DIRECTION 1 →
Rewrite the stretch of the excerpt on legalized marijuana from "Illinois legalized marijuana" through "in the USA.", substituting "cannabis dispensaries" for "pot shops".

EXCERPT →

• • •

Illinois legalized marijuana in 2020. Many incidents in the state suggest that opening state-regulated pot shops does not guarantee “safer” cannabis.  

Some people buy Delta-8 THC at smoke shops which also can cause extreme psychotic reactions. Illinois hasn’t banned these products, as about one-third of states have done.

Shame on the politicians who increased access to marijuana by legalizing it and made our lives less safe in the USA.

Other cases in the news

Sadly, these cases are not isolated events. We note a long and ongoing series of marijuana-fueled violent psychotic breaks. Take a look at a few examples:

  • Jake Notman stabbed his girlfriend more than 30 times and ran her over after eating a pot brownie. Like Spejcher, he was cleared of murder because he did not know “what was real and what was not”.   At the trial, Justice May said: “There is an obvious lesson…that cannabis can be very dangerous. It is an illegal drug for good reason.”
  • Lavrius Watson stabbed to death the mother of the children he was babysitting after eating a weed cookie and suffering an “adverse reaction”. He later pleaded “no contest” to murder.
  • Marquis Brown, a Duquesne University student, went to a friend’s apartment, smoked some weed, and then began acting erratically. When campus public safety officers arrived and tried to calm him down, Brown threw a chair through a window and leaped 16 stories to his death

The individual stories are framed by a larger narrative, as more and more research links the use of marijuana to increases in violence, self-harm,  and suicidality.   The  US ignored the warnings,  creating a more violent, drug-fueled society.  We could have prevented the Rockford tragedy, if the state hadn’t legalized marijuana.  Cannabis, not “laced” cannabis, triggers psychosis.

• • •

RAW RECORDS →
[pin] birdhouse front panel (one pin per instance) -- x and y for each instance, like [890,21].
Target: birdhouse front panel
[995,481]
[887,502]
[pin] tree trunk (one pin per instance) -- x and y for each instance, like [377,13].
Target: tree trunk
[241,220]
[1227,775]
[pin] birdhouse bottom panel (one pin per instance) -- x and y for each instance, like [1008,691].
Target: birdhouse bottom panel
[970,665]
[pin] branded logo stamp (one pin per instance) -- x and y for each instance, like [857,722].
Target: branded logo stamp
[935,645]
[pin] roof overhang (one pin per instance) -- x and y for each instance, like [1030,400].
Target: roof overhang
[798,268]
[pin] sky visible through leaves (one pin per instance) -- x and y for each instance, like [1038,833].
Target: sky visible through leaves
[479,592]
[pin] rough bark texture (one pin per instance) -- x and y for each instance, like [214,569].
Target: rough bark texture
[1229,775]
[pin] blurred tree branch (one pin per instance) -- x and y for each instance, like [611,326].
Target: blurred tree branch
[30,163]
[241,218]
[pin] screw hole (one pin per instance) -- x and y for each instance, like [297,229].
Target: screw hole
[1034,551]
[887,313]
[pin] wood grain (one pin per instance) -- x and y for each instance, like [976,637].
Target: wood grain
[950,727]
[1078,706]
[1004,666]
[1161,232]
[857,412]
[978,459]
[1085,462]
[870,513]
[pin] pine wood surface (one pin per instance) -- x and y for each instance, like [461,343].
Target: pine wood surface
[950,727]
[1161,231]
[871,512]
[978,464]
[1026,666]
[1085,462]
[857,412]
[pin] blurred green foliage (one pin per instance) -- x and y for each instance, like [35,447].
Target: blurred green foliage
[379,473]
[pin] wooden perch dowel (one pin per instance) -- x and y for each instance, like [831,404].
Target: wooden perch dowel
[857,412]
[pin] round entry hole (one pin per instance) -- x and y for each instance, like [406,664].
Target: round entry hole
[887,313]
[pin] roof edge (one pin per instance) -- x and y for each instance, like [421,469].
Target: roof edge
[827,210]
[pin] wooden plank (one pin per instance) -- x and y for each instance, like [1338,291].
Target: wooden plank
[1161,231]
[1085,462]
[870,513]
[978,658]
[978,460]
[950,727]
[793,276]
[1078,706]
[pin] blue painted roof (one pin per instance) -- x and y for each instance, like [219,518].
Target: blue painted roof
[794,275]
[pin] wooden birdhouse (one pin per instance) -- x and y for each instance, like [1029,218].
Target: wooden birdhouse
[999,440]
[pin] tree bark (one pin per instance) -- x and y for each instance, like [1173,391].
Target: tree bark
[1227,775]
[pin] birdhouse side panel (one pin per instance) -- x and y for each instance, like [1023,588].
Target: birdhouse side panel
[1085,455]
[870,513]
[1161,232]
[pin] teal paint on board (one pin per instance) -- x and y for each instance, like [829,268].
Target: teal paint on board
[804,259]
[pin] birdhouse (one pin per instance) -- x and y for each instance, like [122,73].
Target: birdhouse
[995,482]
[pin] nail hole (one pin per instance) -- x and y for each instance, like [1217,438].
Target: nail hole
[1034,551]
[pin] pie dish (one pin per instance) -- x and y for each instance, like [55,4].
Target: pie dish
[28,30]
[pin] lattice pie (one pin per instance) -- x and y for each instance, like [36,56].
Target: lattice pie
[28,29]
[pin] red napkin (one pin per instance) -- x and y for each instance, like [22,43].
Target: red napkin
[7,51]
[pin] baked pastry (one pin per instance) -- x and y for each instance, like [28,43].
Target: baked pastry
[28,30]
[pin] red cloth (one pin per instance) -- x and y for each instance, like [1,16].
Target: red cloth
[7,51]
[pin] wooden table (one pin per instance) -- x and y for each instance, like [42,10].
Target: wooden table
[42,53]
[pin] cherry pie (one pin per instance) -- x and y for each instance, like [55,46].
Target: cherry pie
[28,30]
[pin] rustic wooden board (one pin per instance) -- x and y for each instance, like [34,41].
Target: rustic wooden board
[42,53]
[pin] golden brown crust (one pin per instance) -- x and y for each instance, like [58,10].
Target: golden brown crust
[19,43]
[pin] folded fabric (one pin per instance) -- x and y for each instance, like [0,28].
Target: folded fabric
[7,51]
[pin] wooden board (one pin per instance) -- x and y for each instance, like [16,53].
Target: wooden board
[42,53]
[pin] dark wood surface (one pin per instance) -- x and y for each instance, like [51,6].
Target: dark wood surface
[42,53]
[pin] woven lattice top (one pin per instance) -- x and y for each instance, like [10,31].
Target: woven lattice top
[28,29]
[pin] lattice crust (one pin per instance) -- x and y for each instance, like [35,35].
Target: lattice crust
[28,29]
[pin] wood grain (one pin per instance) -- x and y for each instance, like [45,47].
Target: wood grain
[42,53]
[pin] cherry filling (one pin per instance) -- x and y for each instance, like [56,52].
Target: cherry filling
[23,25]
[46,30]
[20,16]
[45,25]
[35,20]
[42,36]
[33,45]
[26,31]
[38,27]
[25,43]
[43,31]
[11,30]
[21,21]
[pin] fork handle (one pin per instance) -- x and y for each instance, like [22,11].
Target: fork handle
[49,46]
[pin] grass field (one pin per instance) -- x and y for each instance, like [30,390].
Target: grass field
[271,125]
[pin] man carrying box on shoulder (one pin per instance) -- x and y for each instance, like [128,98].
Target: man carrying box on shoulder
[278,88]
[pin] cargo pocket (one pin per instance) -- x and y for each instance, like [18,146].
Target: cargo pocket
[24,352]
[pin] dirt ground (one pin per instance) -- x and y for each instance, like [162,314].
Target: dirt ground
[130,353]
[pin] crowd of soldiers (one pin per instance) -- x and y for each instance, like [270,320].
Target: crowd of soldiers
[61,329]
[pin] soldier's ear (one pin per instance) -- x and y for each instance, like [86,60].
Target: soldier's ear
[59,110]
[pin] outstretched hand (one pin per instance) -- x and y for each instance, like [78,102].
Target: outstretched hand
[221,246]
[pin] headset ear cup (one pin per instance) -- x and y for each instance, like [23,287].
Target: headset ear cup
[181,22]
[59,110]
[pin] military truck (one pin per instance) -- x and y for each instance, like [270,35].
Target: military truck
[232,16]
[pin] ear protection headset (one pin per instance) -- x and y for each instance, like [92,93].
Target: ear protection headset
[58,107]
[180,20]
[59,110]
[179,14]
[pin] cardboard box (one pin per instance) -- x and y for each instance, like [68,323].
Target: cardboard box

• • •

DIRECTION 2 →
Copy out each line of the entries above that contains the word "dirt".

TASK RESULT 1 →
Illinois legalized marijuana in 2020. Many incidents in the state suggest that opening state-regulated cannabis dispensaries does not guarantee “safer” cannabis.  

Some people buy Delta-8 THC at smoke shops which also can cause extreme psychotic reactions. Illinois hasn’t banned these products, as about one-third of states have done.

Shame on the politicians who increased access to marijuana by legalizing it and made our lives less safe in the USA.

TASK RESULT 2 →
[pin] dirt ground (one pin per instance) -- x and y for each instance, like [162,314].
Target: dirt ground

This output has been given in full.